▶ _Your task_: Word for word, reproduce each line of the data below, omitting every image.

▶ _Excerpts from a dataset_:
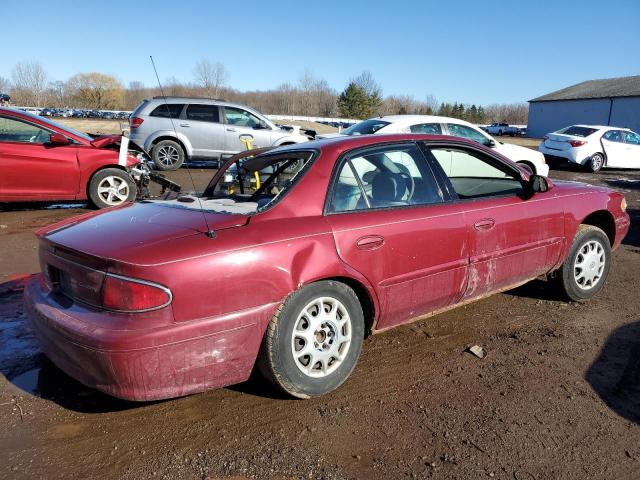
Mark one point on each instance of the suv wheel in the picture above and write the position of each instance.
(168, 155)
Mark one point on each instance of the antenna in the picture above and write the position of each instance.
(210, 233)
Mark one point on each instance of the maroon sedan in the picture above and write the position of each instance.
(290, 257)
(41, 160)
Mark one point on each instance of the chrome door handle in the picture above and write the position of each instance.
(370, 242)
(484, 224)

▶ _Solution to this problem_:
Mark one point on each instance of the suv wheel in the picture above and write the position of each instance.
(168, 155)
Mark one point on each instance of the antenna in the picture above and write the position of each instance.
(210, 233)
Mark one point on each instance of the maroon sedan in the picture above and write the position of each instance.
(290, 257)
(41, 160)
Mark one point on each instance of the chrome door handle in the picture above and write the position of each instance.
(370, 242)
(484, 224)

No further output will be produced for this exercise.